• **Exercise description**
In the listing below, print exactly the lines between the line holding "Put a dot on each instance of the sea" and the line holding "Target: reflection on water", inclusive, and no more.

• **Supplied data**
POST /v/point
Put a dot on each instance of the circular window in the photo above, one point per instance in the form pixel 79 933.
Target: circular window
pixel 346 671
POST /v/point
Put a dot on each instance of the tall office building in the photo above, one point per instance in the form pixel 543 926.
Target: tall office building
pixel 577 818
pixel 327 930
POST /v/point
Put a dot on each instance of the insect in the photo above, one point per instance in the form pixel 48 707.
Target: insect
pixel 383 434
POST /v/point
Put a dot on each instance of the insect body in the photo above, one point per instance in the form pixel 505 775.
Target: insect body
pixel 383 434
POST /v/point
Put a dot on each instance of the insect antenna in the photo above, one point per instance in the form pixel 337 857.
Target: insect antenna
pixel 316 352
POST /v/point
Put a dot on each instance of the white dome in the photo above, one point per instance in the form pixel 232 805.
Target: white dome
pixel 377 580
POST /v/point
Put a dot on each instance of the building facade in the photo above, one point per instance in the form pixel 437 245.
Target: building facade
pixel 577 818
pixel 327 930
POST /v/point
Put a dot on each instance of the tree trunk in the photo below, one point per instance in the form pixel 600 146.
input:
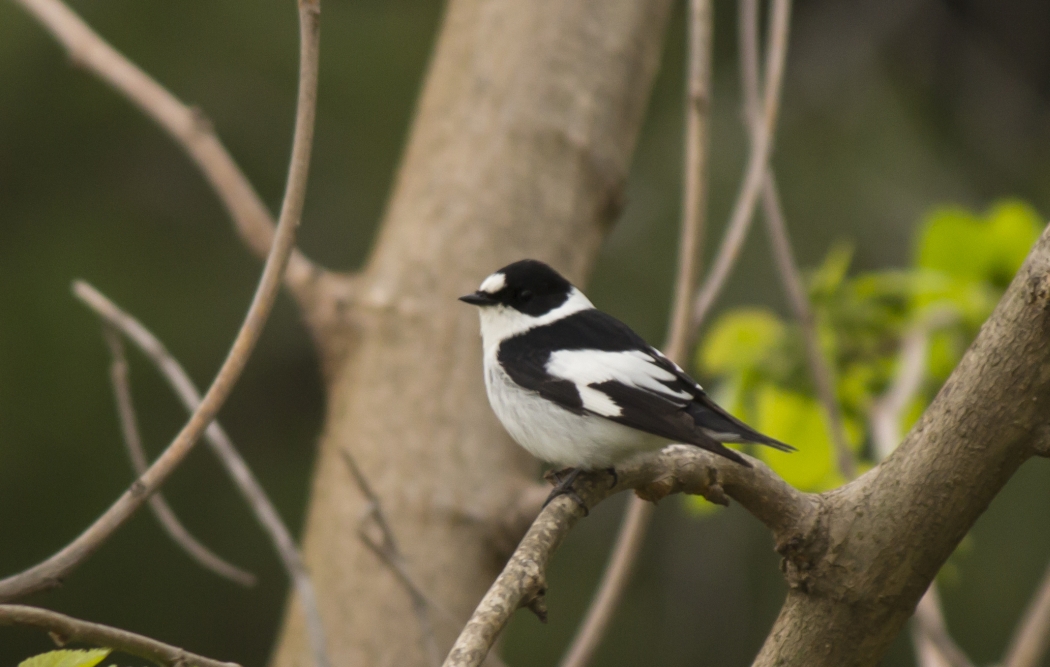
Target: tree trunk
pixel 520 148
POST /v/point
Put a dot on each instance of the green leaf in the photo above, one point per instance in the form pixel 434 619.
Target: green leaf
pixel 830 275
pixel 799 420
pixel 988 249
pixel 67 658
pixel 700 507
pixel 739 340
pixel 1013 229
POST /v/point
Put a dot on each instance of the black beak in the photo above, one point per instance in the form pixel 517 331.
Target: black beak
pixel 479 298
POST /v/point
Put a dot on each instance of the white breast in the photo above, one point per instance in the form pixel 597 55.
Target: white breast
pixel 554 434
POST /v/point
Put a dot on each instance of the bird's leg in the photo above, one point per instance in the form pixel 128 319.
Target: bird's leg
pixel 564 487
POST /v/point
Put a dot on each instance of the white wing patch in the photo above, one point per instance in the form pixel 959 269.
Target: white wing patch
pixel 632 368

--

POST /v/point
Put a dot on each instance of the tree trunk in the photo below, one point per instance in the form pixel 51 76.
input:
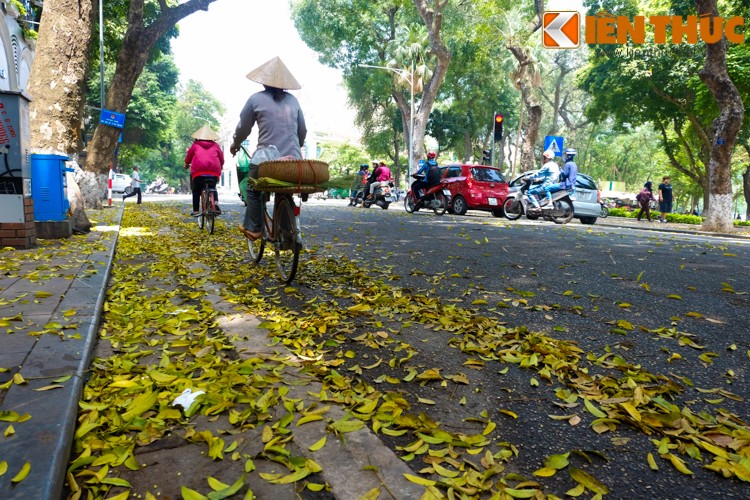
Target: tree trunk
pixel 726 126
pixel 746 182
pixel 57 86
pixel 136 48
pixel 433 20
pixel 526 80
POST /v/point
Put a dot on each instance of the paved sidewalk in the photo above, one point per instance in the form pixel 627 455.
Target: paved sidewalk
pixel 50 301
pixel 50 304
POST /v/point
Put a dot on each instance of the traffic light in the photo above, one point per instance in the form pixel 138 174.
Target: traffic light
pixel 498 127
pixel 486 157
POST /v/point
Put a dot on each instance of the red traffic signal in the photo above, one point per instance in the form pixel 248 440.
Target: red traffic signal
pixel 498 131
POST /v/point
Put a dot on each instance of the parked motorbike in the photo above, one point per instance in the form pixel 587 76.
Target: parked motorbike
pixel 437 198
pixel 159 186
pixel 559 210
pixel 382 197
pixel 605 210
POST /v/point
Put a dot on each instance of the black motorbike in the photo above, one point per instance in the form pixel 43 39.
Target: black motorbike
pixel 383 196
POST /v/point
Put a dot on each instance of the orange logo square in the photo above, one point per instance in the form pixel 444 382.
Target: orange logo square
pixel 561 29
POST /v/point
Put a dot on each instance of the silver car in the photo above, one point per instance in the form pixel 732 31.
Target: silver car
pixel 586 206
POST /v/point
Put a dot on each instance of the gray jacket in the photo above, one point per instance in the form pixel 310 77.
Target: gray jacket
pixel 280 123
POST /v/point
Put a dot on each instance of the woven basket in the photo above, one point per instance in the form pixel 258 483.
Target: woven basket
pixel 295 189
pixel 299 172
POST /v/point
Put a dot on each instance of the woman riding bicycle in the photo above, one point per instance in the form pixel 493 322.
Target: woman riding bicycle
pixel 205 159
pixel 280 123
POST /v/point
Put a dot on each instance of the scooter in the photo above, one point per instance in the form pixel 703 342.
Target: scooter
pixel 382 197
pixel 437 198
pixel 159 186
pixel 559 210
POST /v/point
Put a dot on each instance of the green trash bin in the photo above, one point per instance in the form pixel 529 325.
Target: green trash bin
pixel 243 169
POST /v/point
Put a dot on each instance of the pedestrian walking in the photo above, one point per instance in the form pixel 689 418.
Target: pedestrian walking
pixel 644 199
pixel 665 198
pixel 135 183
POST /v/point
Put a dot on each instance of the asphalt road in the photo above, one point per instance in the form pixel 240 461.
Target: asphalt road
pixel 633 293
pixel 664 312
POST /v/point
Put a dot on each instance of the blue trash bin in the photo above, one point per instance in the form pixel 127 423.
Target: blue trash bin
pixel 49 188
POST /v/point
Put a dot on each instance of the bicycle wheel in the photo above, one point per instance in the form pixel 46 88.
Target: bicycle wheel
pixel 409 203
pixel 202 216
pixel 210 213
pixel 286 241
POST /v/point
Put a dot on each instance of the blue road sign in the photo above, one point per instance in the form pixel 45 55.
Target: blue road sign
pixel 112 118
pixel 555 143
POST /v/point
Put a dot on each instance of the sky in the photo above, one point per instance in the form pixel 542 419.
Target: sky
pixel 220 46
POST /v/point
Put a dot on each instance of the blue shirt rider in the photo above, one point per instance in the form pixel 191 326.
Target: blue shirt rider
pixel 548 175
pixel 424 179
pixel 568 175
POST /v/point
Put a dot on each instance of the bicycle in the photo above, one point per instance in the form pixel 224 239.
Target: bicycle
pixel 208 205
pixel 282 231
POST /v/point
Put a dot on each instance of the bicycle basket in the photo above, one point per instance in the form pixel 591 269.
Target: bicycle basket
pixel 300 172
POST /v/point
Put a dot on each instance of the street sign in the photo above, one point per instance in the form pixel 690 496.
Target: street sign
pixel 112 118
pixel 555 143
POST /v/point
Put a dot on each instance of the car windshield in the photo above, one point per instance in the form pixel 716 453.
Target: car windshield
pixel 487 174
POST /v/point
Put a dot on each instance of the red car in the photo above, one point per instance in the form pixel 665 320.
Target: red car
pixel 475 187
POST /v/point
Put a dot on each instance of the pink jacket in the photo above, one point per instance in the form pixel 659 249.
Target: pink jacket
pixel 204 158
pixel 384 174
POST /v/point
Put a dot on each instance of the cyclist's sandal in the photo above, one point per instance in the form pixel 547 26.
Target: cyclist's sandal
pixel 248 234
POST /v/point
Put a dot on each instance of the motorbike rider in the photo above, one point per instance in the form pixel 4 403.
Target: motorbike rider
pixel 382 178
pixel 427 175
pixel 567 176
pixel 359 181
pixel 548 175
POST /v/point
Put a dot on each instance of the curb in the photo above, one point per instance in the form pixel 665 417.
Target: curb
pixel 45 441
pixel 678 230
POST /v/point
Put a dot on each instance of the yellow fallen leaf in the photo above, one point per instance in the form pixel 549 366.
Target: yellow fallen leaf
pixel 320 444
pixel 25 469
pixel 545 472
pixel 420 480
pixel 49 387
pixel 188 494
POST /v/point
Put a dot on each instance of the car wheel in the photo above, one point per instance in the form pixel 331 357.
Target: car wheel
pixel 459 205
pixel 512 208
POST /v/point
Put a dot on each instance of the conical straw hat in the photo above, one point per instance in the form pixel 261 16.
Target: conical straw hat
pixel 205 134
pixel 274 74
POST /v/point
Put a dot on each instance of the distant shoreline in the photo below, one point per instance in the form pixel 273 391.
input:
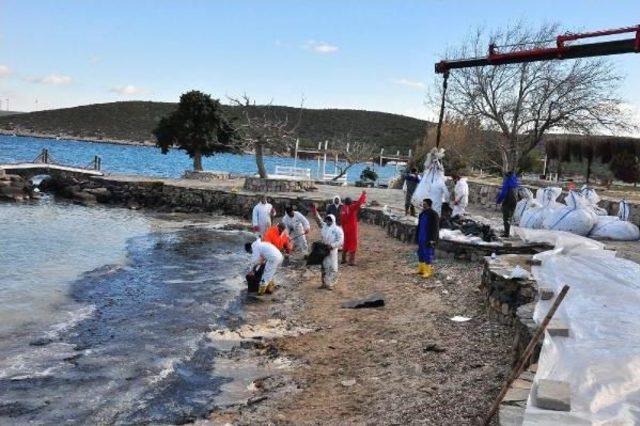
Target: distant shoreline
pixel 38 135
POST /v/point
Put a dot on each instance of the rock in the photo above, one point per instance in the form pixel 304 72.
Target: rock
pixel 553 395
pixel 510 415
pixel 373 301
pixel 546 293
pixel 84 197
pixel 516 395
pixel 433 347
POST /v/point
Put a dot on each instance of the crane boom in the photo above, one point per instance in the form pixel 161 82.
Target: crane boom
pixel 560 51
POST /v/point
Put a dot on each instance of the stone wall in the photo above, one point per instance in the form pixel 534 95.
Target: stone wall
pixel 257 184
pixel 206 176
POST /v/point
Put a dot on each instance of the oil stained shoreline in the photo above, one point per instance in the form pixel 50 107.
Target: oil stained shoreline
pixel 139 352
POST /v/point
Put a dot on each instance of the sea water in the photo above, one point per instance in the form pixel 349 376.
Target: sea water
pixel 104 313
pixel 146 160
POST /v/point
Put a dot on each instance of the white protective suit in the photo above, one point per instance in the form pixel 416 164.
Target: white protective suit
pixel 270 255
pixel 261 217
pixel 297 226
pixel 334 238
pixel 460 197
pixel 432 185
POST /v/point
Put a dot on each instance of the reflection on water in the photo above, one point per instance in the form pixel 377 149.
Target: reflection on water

• **Written solution**
Put a dot on each instance of the sea water in the photo above, one point per instance in the form pixel 349 376.
Target: sea water
pixel 104 313
pixel 146 160
POST /v/point
Put a dot on each instance of the white protective suit in the photo above, one point per instance in the form pixel 416 164.
Target: white protective suit
pixel 270 255
pixel 261 217
pixel 297 226
pixel 334 238
pixel 460 197
pixel 432 185
POST /v/point
Put a dot on each instance of the reflection on water in the photo above, one point per instance in the form pixel 377 149.
Target: reflection on water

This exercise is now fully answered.